**Material for this task**:
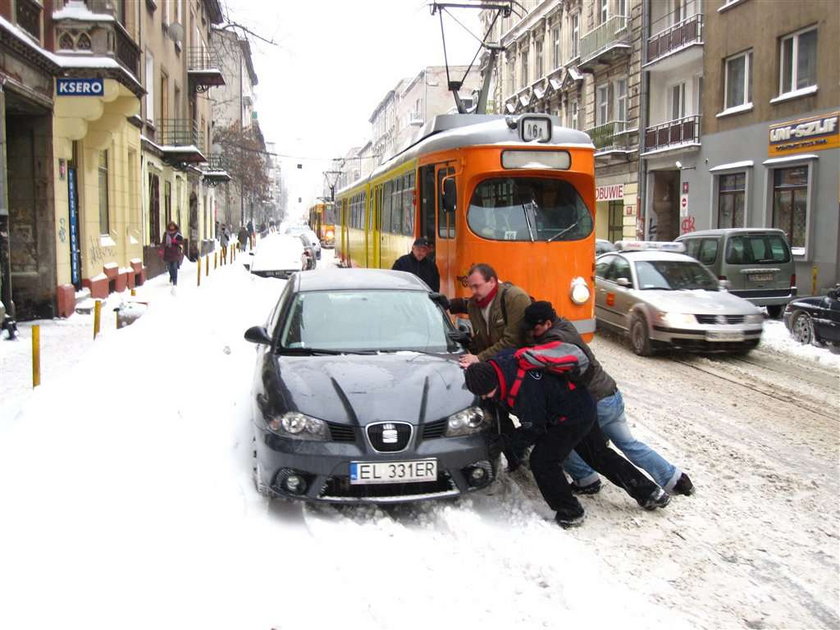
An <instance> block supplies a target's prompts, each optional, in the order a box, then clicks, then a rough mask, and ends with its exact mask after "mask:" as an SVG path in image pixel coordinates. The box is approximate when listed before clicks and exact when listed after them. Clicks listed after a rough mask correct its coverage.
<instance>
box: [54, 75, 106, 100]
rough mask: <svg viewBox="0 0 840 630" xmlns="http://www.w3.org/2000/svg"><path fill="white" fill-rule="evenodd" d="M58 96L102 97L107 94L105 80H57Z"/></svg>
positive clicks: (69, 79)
...
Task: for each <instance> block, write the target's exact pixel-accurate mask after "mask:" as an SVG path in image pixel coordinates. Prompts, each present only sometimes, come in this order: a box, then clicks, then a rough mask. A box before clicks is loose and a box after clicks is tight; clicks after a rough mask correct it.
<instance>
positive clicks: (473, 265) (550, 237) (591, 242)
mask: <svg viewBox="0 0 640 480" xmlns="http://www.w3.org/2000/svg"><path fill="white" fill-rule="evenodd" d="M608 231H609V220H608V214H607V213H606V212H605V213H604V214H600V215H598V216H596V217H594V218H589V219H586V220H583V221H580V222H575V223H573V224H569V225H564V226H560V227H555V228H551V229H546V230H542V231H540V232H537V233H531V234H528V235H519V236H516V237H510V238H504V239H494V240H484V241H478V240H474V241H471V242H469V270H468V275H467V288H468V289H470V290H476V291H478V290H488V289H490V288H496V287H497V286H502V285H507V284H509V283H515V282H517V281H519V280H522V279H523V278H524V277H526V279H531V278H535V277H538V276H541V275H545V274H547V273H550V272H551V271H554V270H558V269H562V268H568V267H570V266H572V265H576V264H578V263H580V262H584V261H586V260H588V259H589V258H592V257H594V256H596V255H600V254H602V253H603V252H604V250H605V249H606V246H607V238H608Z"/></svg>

**Exercise aim**: In the records above, the line with "An <instance> block" marks the start and the line with "positive clicks: (69, 79)" marks the end; copy that stretch exactly, both lines included, and nothing else.

**Output**:
An <instance> block supplies a target's prompts, each optional, in the order a box, then clicks, then a rough mask, and ends with its exact mask after "mask:" as an SVG path in image pixel coordinates. The box is approximate when listed before clicks and exact when listed after them. Clicks listed after a rough mask correct its coverage.
<instance>
box: [54, 75, 106, 100]
rough mask: <svg viewBox="0 0 840 630" xmlns="http://www.w3.org/2000/svg"><path fill="white" fill-rule="evenodd" d="M58 96L102 97L107 94L105 80H57Z"/></svg>
positive clicks: (69, 79)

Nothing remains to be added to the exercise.